Collected data

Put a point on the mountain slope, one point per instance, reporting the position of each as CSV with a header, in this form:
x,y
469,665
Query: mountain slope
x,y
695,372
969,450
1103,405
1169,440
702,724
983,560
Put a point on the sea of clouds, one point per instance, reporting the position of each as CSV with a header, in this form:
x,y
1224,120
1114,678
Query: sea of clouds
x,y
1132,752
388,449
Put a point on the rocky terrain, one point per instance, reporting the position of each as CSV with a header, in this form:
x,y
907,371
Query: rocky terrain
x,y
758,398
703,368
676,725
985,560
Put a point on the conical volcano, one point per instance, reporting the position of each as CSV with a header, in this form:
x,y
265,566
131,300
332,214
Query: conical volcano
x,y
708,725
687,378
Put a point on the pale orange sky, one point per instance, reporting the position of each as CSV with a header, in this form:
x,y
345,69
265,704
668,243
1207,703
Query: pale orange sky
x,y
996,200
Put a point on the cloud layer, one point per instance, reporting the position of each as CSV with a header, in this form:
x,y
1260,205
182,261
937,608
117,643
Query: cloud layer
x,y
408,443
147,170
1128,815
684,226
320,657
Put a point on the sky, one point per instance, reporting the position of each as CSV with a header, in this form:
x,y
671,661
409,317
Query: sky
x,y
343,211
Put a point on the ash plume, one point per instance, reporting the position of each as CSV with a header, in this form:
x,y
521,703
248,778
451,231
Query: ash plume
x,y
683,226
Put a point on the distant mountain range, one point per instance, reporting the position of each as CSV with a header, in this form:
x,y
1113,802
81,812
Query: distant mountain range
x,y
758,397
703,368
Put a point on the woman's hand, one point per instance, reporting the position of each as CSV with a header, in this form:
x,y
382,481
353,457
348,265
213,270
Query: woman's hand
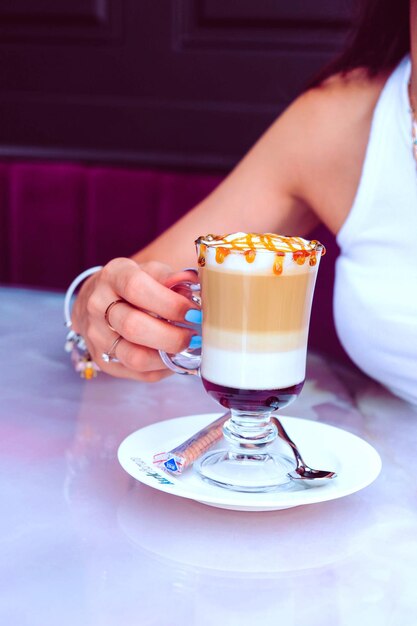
x,y
145,291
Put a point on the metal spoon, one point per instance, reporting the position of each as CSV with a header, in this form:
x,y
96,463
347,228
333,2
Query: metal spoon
x,y
302,470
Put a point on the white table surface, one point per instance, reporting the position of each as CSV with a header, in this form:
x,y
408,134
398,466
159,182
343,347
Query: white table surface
x,y
82,543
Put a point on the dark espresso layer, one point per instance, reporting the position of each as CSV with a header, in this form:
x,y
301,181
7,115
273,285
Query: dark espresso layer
x,y
246,302
250,399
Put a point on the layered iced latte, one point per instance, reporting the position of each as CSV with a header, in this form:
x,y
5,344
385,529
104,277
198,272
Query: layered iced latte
x,y
257,293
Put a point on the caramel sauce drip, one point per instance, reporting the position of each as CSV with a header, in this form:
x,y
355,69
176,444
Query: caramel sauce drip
x,y
249,244
221,254
250,255
278,263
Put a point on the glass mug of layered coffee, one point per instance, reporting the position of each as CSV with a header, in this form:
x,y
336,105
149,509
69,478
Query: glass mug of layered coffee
x,y
256,296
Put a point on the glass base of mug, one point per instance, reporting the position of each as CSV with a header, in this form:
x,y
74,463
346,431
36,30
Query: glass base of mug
x,y
251,473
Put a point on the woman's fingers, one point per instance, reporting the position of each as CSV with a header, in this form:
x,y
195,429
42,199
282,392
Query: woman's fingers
x,y
143,291
143,329
146,297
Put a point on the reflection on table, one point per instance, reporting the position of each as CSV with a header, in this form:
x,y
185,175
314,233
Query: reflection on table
x,y
84,543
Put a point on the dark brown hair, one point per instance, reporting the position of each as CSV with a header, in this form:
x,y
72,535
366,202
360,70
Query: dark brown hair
x,y
379,38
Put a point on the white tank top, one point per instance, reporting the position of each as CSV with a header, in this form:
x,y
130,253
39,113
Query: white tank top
x,y
375,298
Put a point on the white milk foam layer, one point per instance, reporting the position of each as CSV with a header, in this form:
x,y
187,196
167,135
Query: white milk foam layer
x,y
263,262
250,370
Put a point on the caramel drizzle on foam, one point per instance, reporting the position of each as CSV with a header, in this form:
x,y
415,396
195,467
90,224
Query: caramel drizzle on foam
x,y
249,244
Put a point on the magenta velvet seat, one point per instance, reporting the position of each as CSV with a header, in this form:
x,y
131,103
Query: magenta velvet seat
x,y
56,219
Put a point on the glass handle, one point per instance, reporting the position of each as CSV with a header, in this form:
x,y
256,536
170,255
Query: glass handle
x,y
189,360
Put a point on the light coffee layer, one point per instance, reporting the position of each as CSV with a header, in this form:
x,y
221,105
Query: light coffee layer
x,y
247,302
254,343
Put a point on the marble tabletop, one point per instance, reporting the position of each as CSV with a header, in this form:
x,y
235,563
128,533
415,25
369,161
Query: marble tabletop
x,y
84,543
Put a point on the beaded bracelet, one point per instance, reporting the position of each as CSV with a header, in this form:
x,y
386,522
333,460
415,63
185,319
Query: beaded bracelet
x,y
75,344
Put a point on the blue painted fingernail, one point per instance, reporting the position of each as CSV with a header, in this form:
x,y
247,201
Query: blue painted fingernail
x,y
194,316
195,342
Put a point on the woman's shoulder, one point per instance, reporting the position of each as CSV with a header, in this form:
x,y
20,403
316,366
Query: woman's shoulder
x,y
353,93
336,118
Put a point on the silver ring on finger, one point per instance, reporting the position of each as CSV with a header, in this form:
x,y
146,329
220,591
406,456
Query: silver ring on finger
x,y
107,312
110,355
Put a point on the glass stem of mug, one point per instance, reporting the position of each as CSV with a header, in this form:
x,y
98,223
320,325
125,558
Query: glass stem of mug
x,y
249,432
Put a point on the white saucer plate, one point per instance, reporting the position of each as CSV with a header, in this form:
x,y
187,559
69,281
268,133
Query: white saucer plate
x,y
356,462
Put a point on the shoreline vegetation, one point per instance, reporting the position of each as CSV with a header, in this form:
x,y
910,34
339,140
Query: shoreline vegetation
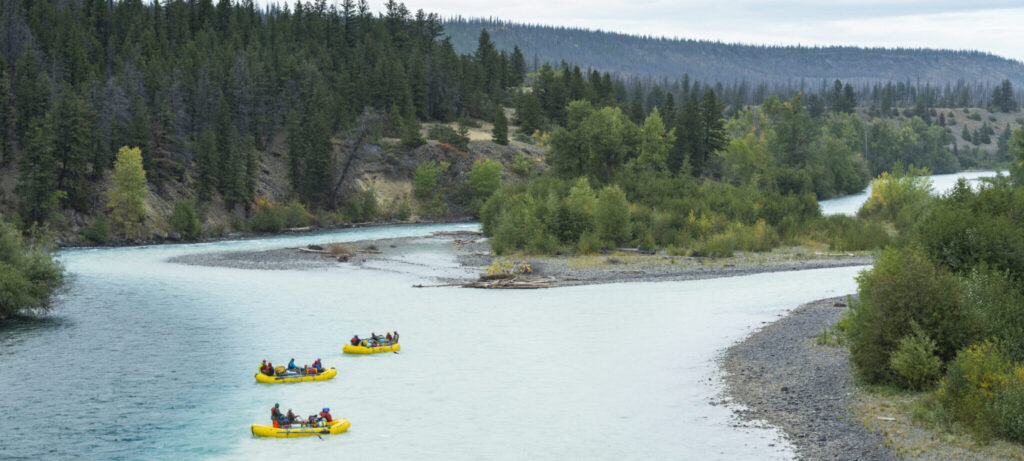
x,y
474,257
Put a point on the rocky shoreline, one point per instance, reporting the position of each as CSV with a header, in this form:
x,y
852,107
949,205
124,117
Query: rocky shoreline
x,y
781,376
473,254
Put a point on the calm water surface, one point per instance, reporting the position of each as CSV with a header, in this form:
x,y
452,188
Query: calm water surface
x,y
146,359
941,183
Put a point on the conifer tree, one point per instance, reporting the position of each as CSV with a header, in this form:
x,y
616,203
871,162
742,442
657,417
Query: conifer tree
x,y
529,114
38,173
501,132
73,147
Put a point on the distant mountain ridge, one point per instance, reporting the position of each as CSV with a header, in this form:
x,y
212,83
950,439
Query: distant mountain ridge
x,y
707,60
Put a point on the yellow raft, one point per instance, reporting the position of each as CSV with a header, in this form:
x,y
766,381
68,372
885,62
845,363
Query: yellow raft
x,y
293,377
348,348
333,427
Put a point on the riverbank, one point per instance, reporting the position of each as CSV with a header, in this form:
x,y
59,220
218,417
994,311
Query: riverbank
x,y
472,254
779,375
782,376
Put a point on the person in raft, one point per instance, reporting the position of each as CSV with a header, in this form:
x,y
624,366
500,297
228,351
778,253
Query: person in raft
x,y
275,415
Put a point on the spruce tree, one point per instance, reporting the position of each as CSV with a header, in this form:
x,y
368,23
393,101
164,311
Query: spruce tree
x,y
73,147
528,114
501,132
38,173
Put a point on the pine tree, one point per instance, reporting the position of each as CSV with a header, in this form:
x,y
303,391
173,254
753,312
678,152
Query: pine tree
x,y
73,147
6,115
32,91
207,165
38,173
528,114
501,132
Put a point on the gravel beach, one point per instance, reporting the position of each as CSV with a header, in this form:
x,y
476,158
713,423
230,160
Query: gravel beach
x,y
781,376
472,253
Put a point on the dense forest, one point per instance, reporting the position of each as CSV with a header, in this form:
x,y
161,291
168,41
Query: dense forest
x,y
716,61
199,87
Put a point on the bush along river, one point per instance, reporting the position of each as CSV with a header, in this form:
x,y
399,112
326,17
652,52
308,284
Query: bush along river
x,y
143,358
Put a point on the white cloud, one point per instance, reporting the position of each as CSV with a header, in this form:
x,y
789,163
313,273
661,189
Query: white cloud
x,y
992,26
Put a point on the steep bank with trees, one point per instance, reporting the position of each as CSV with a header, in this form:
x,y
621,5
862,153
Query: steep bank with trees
x,y
940,312
213,96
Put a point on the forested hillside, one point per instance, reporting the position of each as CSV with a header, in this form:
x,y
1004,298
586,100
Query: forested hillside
x,y
715,61
202,89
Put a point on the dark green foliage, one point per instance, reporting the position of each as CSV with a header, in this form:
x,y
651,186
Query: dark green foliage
x,y
1004,98
481,181
29,274
361,207
501,130
611,216
904,288
98,231
443,133
184,220
914,361
528,114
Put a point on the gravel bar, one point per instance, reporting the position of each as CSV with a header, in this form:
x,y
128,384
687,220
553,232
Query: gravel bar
x,y
781,376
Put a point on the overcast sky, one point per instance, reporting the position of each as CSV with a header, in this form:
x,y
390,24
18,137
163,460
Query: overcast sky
x,y
993,26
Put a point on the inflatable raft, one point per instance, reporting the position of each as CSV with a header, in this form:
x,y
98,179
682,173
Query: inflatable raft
x,y
295,377
348,348
334,427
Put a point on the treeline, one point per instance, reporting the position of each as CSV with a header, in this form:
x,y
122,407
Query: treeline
x,y
942,308
199,87
660,57
689,183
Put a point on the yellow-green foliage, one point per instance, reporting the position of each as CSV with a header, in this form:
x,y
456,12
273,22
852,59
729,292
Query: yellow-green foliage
x,y
891,194
508,267
984,390
914,361
127,198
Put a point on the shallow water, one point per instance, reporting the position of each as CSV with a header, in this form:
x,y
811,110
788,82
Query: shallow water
x,y
155,360
941,183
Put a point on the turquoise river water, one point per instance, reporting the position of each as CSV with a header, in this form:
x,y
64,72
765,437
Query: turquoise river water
x,y
144,359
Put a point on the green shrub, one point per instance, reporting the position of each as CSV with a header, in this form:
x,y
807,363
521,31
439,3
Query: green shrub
x,y
402,211
612,216
903,288
184,220
446,134
268,218
914,361
296,215
589,244
523,166
849,234
891,193
481,181
98,232
980,390
29,274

▸ TO DO: Once you find the line with "Put a point on the steep" above, print it and every line after it up to and including the line with "Put a point on the gravel bar, one", exactly as written and nothing else.

▸ TASK SOLUTION:
Put a point on the steep bank with trees, one point per instance, reporting the position of each as CSV with a header, in this form:
x,y
621,5
862,153
Query: steep bank with trees
x,y
940,312
213,96
Put a point on the forested hillside, one point per instance, reporting the position of each as CSV with a header, in this form:
x,y
1004,298
586,100
Query: forested hillside
x,y
715,61
202,89
Put a point on the dark green foliage, one point per instance, reporting the position of each as CSV with a header, in this form:
x,y
651,186
Query: dark green foliage
x,y
1004,98
481,181
29,274
361,207
501,130
611,216
904,288
98,231
443,133
184,220
914,361
528,114
Put a point on the gravel bar, one point per instance, reporting the position of each as CSV with a header, in this form:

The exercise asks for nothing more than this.